- [WHAT NEEDS TO BE DONE]: Only the lines of the data below from the one with "Where can the guardrail" through the one with "Where can the driver window" are wanted. Repeat them exactly.

Data records:
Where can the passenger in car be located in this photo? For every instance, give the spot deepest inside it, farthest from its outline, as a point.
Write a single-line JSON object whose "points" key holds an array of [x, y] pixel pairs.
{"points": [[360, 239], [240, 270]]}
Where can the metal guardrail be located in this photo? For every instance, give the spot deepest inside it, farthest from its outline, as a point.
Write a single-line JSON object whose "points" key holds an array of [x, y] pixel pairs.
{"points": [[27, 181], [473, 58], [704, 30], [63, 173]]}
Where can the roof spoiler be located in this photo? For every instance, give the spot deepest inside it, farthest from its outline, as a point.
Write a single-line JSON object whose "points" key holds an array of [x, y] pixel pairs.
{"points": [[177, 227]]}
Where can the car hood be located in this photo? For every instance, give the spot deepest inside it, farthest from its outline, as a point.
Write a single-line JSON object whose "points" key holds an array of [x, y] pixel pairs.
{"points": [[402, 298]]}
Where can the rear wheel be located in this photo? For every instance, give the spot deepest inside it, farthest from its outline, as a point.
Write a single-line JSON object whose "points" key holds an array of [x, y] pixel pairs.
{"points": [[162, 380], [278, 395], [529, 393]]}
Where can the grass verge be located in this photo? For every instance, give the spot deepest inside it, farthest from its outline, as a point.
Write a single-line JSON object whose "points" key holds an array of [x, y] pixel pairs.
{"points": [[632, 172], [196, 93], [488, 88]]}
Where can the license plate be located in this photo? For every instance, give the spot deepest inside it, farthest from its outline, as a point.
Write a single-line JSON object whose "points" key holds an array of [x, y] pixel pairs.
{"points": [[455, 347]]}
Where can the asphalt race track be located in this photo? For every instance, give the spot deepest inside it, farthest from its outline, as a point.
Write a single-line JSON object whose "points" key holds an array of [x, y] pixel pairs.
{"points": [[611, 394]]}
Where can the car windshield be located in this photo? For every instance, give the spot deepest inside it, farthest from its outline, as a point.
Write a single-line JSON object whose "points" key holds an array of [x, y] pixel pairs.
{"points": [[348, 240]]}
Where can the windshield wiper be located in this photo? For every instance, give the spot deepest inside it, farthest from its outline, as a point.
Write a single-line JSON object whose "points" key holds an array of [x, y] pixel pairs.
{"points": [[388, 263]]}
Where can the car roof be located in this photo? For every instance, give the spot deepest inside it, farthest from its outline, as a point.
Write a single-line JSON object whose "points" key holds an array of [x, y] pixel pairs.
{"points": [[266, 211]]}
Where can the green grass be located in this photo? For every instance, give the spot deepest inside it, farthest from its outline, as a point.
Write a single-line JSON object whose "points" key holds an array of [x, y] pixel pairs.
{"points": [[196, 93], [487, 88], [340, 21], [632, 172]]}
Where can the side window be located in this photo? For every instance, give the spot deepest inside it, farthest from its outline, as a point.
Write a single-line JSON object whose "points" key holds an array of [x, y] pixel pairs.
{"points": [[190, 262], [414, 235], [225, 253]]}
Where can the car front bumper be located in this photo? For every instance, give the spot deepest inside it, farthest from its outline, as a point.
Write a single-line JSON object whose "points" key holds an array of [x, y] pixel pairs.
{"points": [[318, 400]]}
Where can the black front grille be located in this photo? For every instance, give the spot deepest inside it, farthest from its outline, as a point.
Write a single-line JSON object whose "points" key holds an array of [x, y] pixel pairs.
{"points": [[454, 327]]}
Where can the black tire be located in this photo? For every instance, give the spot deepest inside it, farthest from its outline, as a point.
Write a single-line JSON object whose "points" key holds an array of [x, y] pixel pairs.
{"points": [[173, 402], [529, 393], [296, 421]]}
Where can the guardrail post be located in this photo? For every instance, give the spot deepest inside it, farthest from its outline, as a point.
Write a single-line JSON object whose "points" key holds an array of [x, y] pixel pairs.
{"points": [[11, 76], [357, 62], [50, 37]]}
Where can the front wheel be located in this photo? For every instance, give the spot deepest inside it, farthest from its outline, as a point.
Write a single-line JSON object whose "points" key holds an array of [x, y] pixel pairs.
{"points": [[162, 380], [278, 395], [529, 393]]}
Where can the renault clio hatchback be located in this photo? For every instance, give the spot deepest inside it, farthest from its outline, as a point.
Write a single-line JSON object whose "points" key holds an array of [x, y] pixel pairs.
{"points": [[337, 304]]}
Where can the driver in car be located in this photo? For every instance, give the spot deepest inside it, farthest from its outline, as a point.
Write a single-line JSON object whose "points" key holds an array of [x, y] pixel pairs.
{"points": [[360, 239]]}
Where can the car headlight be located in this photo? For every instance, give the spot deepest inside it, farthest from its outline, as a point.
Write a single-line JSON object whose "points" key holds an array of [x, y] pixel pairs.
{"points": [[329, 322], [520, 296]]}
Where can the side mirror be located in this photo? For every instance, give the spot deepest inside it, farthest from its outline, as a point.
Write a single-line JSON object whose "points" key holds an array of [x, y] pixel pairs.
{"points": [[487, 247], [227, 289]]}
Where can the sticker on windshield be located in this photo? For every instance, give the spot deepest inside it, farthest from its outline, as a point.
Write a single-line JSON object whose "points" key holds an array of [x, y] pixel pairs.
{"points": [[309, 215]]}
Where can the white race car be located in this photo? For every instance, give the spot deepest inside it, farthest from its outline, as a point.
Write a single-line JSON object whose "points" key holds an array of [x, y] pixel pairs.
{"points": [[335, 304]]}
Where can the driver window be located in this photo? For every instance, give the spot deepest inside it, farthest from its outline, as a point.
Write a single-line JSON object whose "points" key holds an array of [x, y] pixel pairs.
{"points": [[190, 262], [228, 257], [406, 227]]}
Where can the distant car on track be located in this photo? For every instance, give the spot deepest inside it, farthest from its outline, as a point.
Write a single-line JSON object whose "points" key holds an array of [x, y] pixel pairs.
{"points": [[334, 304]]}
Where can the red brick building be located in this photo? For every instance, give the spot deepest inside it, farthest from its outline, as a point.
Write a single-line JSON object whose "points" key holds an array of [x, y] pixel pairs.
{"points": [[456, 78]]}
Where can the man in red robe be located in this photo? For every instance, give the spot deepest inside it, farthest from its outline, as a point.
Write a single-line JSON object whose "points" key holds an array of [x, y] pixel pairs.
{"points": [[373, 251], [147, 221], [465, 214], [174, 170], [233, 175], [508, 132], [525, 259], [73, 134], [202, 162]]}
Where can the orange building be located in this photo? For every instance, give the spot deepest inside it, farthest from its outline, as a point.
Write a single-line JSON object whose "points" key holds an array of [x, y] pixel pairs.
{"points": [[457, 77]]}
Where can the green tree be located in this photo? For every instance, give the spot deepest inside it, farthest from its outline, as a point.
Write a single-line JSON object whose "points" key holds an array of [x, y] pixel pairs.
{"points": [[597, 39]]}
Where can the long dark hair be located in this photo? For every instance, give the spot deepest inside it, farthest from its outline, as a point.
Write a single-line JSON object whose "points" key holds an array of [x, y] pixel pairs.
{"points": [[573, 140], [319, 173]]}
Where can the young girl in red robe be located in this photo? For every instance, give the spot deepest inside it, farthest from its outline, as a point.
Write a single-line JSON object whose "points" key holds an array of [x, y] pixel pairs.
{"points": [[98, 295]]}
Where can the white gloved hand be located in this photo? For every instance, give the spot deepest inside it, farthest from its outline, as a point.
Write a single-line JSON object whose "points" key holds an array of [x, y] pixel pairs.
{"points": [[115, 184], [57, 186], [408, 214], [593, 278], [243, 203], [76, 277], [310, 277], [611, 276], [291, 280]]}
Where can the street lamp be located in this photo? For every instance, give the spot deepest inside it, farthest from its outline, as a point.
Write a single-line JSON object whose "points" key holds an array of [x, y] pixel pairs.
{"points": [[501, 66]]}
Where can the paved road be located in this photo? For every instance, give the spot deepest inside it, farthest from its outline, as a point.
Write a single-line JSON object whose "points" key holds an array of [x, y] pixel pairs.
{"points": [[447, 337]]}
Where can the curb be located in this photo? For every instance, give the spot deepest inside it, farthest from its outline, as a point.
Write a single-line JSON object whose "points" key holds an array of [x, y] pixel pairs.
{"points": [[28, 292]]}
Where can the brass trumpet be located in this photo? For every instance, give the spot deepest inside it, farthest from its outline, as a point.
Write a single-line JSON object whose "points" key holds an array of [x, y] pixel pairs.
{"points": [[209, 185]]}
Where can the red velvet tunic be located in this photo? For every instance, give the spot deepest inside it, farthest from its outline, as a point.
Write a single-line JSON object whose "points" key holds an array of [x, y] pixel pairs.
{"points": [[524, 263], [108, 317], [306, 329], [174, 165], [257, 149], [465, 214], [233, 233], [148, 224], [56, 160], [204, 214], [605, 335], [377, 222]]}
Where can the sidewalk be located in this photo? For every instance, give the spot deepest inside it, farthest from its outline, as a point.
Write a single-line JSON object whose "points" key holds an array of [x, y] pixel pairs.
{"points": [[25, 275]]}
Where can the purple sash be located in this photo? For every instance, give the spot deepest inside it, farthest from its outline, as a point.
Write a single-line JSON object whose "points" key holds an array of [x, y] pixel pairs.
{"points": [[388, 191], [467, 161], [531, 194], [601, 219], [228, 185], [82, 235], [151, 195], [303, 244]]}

- [RESPONSE]:
Where can the guardrail post be located in this photo? For every instance, give the spot deepest inside it, farthest from its outline, as a point.
Write a single-line JSON object whose "points" key holds an array of [x, y] pixel pairs.
{"points": [[11, 76], [357, 62], [50, 37]]}
Where can the front wheel be located in this photo? For every instance, give the spot deepest inside it, farthest from its outline, as a point.
Write a single-line JSON object whose "points" key holds an array of [x, y] pixel pairs.
{"points": [[162, 380], [278, 395], [529, 393]]}
Where can the renault clio hatchback be located in this photo? For every instance, give the spot deepest inside it, farthest from its outline, as a point.
Write a single-line JSON object whose "points" key holds an array of [x, y] pixel pairs.
{"points": [[337, 304]]}
Where can the driver in car be located in this photo? For every instance, give the spot deepest inside it, farthest from its outline, as a point.
Write a single-line JSON object whose "points" key holds an array of [x, y] pixel pairs.
{"points": [[360, 239]]}
Where can the car headlight be located in this photo? For every instance, give the spot deepest inside it, farthest from its outline, as a point.
Write a single-line JSON object whose "points" key holds an array of [x, y] pixel pairs.
{"points": [[329, 322], [520, 296]]}
Where can the side mirror be located in this photo? For every instance, give the spot deepest inside it, farthest from its outline, as a point.
Write a single-line JSON object whose "points" key holds an array of [x, y] pixel pairs.
{"points": [[487, 247], [227, 289]]}
Where can the sticker on windshield be located in this photo? For every instance, give the spot deepest inside it, farthest from its outline, as a point.
Write a single-line JSON object whose "points" key holds an array of [x, y] pixel pairs.
{"points": [[309, 215]]}
Where can the white race car be located in this photo? For every instance, give the spot deepest inside it, farthest from its outline, as a point.
Write a single-line JSON object whose "points" key holds an array of [x, y] pixel pairs.
{"points": [[335, 304]]}
Where can the driver window be located in this photo? For every instance, give the spot deepest inside it, farthest from its outline, as a point.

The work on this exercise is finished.